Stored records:
※ ※ ※
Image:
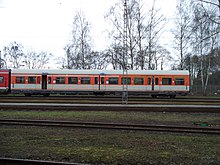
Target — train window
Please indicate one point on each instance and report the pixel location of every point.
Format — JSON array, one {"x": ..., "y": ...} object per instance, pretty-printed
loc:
[
  {"x": 73, "y": 80},
  {"x": 156, "y": 81},
  {"x": 19, "y": 80},
  {"x": 138, "y": 81},
  {"x": 97, "y": 80},
  {"x": 179, "y": 81},
  {"x": 126, "y": 80},
  {"x": 1, "y": 79},
  {"x": 166, "y": 81},
  {"x": 49, "y": 80},
  {"x": 149, "y": 81},
  {"x": 85, "y": 80},
  {"x": 113, "y": 80},
  {"x": 31, "y": 80},
  {"x": 60, "y": 80}
]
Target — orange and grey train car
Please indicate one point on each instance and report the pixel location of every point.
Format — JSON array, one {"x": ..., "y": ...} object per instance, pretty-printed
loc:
[
  {"x": 5, "y": 81},
  {"x": 46, "y": 82}
]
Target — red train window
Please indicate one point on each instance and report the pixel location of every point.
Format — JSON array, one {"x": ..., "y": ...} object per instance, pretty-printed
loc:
[
  {"x": 166, "y": 81},
  {"x": 179, "y": 81},
  {"x": 138, "y": 81},
  {"x": 31, "y": 80},
  {"x": 20, "y": 80},
  {"x": 60, "y": 80},
  {"x": 1, "y": 79},
  {"x": 113, "y": 80},
  {"x": 156, "y": 81},
  {"x": 85, "y": 80},
  {"x": 126, "y": 80},
  {"x": 73, "y": 80}
]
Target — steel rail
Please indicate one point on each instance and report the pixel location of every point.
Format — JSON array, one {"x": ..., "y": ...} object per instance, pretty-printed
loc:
[
  {"x": 12, "y": 161},
  {"x": 117, "y": 126}
]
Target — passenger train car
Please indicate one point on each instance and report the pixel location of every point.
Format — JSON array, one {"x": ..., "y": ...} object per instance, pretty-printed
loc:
[{"x": 46, "y": 82}]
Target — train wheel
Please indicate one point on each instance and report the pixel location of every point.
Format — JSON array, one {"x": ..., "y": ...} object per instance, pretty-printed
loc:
[
  {"x": 27, "y": 94},
  {"x": 154, "y": 96},
  {"x": 172, "y": 96}
]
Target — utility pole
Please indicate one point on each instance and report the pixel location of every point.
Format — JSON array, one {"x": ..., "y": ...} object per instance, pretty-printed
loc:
[
  {"x": 0, "y": 59},
  {"x": 125, "y": 60}
]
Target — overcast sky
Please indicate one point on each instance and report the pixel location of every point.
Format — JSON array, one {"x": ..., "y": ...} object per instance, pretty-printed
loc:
[{"x": 46, "y": 24}]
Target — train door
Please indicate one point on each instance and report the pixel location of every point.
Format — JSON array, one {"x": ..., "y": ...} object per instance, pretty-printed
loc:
[
  {"x": 153, "y": 83},
  {"x": 100, "y": 83},
  {"x": 5, "y": 81},
  {"x": 44, "y": 81},
  {"x": 150, "y": 83}
]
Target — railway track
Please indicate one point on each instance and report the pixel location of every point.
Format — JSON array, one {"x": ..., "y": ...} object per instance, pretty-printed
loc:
[
  {"x": 11, "y": 161},
  {"x": 113, "y": 126},
  {"x": 109, "y": 100}
]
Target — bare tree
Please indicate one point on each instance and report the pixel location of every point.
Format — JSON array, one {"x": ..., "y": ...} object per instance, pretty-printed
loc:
[
  {"x": 203, "y": 42},
  {"x": 79, "y": 49},
  {"x": 140, "y": 31},
  {"x": 36, "y": 60},
  {"x": 182, "y": 30},
  {"x": 14, "y": 54}
]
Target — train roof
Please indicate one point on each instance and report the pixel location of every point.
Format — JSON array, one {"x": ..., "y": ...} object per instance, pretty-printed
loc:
[{"x": 98, "y": 72}]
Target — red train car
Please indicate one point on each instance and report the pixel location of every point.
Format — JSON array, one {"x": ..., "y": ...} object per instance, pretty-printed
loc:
[
  {"x": 46, "y": 82},
  {"x": 5, "y": 80}
]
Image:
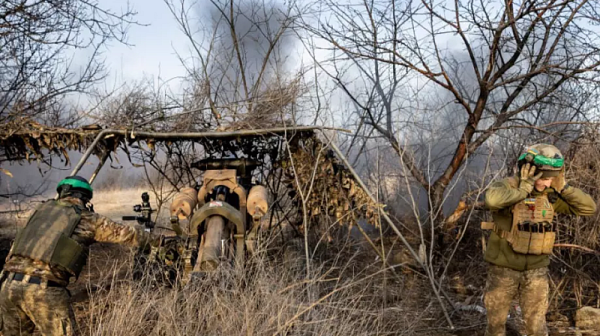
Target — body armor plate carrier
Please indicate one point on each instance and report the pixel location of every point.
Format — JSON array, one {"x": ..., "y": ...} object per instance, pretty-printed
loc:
[
  {"x": 47, "y": 237},
  {"x": 532, "y": 230}
]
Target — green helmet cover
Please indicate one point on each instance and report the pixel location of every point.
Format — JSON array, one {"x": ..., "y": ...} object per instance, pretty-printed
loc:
[
  {"x": 76, "y": 182},
  {"x": 540, "y": 160}
]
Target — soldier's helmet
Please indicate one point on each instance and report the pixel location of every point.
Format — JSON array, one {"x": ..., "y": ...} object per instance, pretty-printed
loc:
[
  {"x": 75, "y": 186},
  {"x": 547, "y": 158}
]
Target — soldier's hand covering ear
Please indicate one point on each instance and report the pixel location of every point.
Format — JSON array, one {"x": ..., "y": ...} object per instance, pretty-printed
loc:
[
  {"x": 559, "y": 183},
  {"x": 528, "y": 177}
]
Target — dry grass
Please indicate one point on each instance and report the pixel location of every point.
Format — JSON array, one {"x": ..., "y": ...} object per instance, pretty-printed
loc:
[
  {"x": 346, "y": 293},
  {"x": 270, "y": 296}
]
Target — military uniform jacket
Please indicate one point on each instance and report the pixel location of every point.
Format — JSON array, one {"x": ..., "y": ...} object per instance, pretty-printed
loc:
[
  {"x": 500, "y": 198},
  {"x": 91, "y": 228}
]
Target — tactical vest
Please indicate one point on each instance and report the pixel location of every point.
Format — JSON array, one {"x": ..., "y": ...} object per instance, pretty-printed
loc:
[
  {"x": 47, "y": 237},
  {"x": 533, "y": 228}
]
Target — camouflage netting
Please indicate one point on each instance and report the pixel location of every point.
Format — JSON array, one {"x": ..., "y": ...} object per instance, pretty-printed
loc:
[
  {"x": 335, "y": 193},
  {"x": 24, "y": 139}
]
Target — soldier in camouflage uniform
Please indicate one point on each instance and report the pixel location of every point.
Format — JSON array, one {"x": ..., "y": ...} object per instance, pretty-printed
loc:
[
  {"x": 522, "y": 237},
  {"x": 47, "y": 252}
]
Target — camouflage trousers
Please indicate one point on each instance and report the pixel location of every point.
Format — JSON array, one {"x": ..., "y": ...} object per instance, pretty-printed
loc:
[
  {"x": 24, "y": 306},
  {"x": 503, "y": 284}
]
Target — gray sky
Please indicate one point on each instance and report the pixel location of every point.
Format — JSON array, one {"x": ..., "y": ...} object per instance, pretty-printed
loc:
[{"x": 152, "y": 51}]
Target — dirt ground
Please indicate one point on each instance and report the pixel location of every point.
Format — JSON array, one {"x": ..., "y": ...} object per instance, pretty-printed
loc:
[{"x": 111, "y": 257}]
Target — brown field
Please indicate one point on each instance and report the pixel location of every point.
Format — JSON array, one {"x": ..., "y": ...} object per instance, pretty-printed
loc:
[{"x": 347, "y": 293}]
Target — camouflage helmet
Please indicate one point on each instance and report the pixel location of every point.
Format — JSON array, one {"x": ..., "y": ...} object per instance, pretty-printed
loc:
[{"x": 547, "y": 158}]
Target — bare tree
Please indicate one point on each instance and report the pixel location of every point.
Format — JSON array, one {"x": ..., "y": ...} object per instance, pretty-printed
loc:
[
  {"x": 487, "y": 65},
  {"x": 38, "y": 43},
  {"x": 239, "y": 69}
]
※ ※ ※
SET PROBLEM:
Quote the full listing above word for word; exclude every picture from the copy.

ANSWER TO THIS PROBLEM:
Image:
Target — train window
Please indicate one point on each instance and report the pixel location of every point.
Format — JSON array, one {"x": ..., "y": ...} object per instance, pretty-printed
loc:
[
  {"x": 73, "y": 80},
  {"x": 156, "y": 81},
  {"x": 19, "y": 80},
  {"x": 138, "y": 81},
  {"x": 97, "y": 80},
  {"x": 179, "y": 81},
  {"x": 126, "y": 80},
  {"x": 1, "y": 79},
  {"x": 166, "y": 81},
  {"x": 49, "y": 80},
  {"x": 149, "y": 81},
  {"x": 85, "y": 80},
  {"x": 113, "y": 80},
  {"x": 31, "y": 80},
  {"x": 60, "y": 80}
]
Target — orange and grey train car
Please indicate one point on each instance and report the pixel location of every point.
Format — JSON array, one {"x": ..., "y": ...} object per instance, pretty-printed
loc:
[
  {"x": 5, "y": 81},
  {"x": 46, "y": 82}
]
Target — red train window
Please indicate one point on each instance and report the pixel location of every point.
Format — JSON array, one {"x": ..., "y": ...} object per instance, pretty-printed
loc:
[
  {"x": 166, "y": 81},
  {"x": 179, "y": 81},
  {"x": 138, "y": 81},
  {"x": 31, "y": 80},
  {"x": 20, "y": 80},
  {"x": 60, "y": 80},
  {"x": 1, "y": 79},
  {"x": 113, "y": 80},
  {"x": 156, "y": 81},
  {"x": 85, "y": 80},
  {"x": 126, "y": 80},
  {"x": 73, "y": 80}
]
Target — steel rail
Please indicate one point on each instance and report the pixel location of every point.
Format — JSON array, one {"x": ..., "y": ...} object per instance, pretty-printed
loc:
[
  {"x": 12, "y": 161},
  {"x": 117, "y": 126}
]
Target — passenger train car
Please indicate one point on each instance and report the pixel location of every point.
Format — JSON array, one {"x": ..., "y": ...} object per instance, pretty-printed
loc:
[{"x": 46, "y": 82}]
Target — train wheel
Please indicate one point on each instance and report the pixel location of every point.
Format — JSON array, one {"x": ..., "y": ...} object per instance, pretty-printed
loc:
[
  {"x": 27, "y": 94},
  {"x": 154, "y": 96},
  {"x": 172, "y": 96}
]
Target — utility pole
Please indicate one point on each instance and report the pixel location of every point.
Format — JSON array, one {"x": ..., "y": ...} object per instance, pretty-printed
loc:
[
  {"x": 0, "y": 59},
  {"x": 125, "y": 60}
]
Target — overcast sky
Please indicate one point on each instance and report the pixel location of every point.
Format — JSON array, one {"x": ..., "y": ...} object per instance, pretty-printed
loc:
[{"x": 46, "y": 24}]
Target — train door
Please indicate one point on each instance and report the pixel location of every point.
Format — JSON array, one {"x": ..., "y": ...} object per instance, pretty-printed
loc:
[
  {"x": 153, "y": 83},
  {"x": 100, "y": 83},
  {"x": 5, "y": 81},
  {"x": 44, "y": 81},
  {"x": 150, "y": 83}
]
Target — railway track
Please indicate one point on each instance and report the pixel location of every point.
Format — JSON array, one {"x": ..., "y": ...} object per instance, pretty-printed
loc:
[
  {"x": 11, "y": 161},
  {"x": 113, "y": 126},
  {"x": 109, "y": 100}
]
Target — bare tree
Please indicate one point on each instance and report the pixel location of every point.
Format — JSON array, one {"x": ..., "y": ...} object per instance, pretty-printed
loc:
[
  {"x": 203, "y": 42},
  {"x": 79, "y": 49},
  {"x": 140, "y": 31},
  {"x": 36, "y": 60},
  {"x": 182, "y": 30},
  {"x": 14, "y": 54}
]
Target — train roof
Please indicate one point on each instance and report the pixel location of every point.
Format — JSON array, one {"x": ..., "y": ...} object per instance, pretty-printed
loc:
[{"x": 98, "y": 72}]
Target — red train car
Please indicate one point on each instance and report the pixel location of every point.
Format — JSON array, one {"x": ..., "y": ...} object per instance, pretty-printed
loc:
[
  {"x": 46, "y": 82},
  {"x": 5, "y": 80}
]
Image:
Target — body armor plate carrier
Please indicate one point on each instance and report the pixel location of every point.
Format — JSON array, one {"x": ..., "y": ...} object per instance, pretty-printed
loc:
[
  {"x": 47, "y": 237},
  {"x": 532, "y": 230}
]
Target — green helmet cover
Please indicate one point on each instance and report the pixel location of every point.
Format — JSON array, one {"x": ..., "y": ...} object per instance, pretty-printed
loc:
[
  {"x": 76, "y": 182},
  {"x": 540, "y": 160}
]
Target — soldier's helmet
Please indicate one point on each instance and report the pixel location of every point.
Format — JSON array, one {"x": ..., "y": ...} object per instance, pretty-printed
loc:
[
  {"x": 75, "y": 186},
  {"x": 547, "y": 158}
]
Target — soldier's hand covering ear
Please indicate one point on each instance and report the pixel location of every point.
Format — JSON array, one {"x": ..., "y": ...} object per instance, pretty-printed
loc:
[
  {"x": 559, "y": 183},
  {"x": 528, "y": 177}
]
Target — dry grass
Please indicate one point on each instance and report the pixel location of every point.
Format — JSON array, one {"x": ..., "y": ...} object per instance, pretty-printed
loc:
[
  {"x": 346, "y": 293},
  {"x": 270, "y": 296}
]
Target — military uniform jacket
Please indicate one point on each instance and report the pixel location of every point.
Format — JSON array, one {"x": ..., "y": ...} object per instance, pretty-printed
loc:
[
  {"x": 500, "y": 198},
  {"x": 91, "y": 228}
]
Target — tactical vest
Please indicate one point on each instance and report the pixel location of every point.
Format — JSON array, one {"x": ..., "y": ...} object per instance, pretty-printed
loc:
[
  {"x": 47, "y": 237},
  {"x": 533, "y": 228}
]
Target — camouflage netting
Please indicate one point on each instance and report the pixel location of every point.
Format — JSON array, one {"x": ..., "y": ...} object per instance, pretty-printed
loc:
[
  {"x": 335, "y": 193},
  {"x": 24, "y": 139}
]
Target — soldier in camouflage uniform
Please indicate one point on each instance and report the pixel location of every point.
Format — JSON array, one {"x": ..., "y": ...} object per instance, pretty-printed
loc:
[
  {"x": 522, "y": 237},
  {"x": 47, "y": 252}
]
Target — camouflage trousers
Please indicate one point on each instance and report the pixel location of every point.
Format — JSON array, one {"x": ..., "y": ...} object per instance, pretty-printed
loc:
[
  {"x": 24, "y": 306},
  {"x": 503, "y": 284}
]
Target — gray sky
Please indicate one point on each instance and report the pixel location of every point.
Format — JSON array, one {"x": ..., "y": ...} object per instance, pretty-printed
loc:
[{"x": 152, "y": 51}]
Target — dirt ground
Please indicate one point on each instance and report the pixel location of every point.
Format — JSON array, one {"x": ..., "y": ...} object per instance, pretty-printed
loc:
[{"x": 111, "y": 257}]
Target — brown field
Please indicate one point on each instance and report the pixel location of every point.
Format — JSON array, one {"x": ..., "y": ...} object per instance, pretty-printed
loc:
[{"x": 347, "y": 293}]
Target — camouflage helmet
Please indicate one point on each instance and report the pixel location of every point.
Format — JSON array, one {"x": ..., "y": ...} object per instance, pretty-printed
loc:
[{"x": 547, "y": 158}]
Target — bare tree
Please indicate one point on each instance and report the pixel location of every point.
Format — JSON array, one {"x": ..., "y": ...} object per instance, pretty-printed
loc:
[
  {"x": 487, "y": 65},
  {"x": 38, "y": 43},
  {"x": 239, "y": 69}
]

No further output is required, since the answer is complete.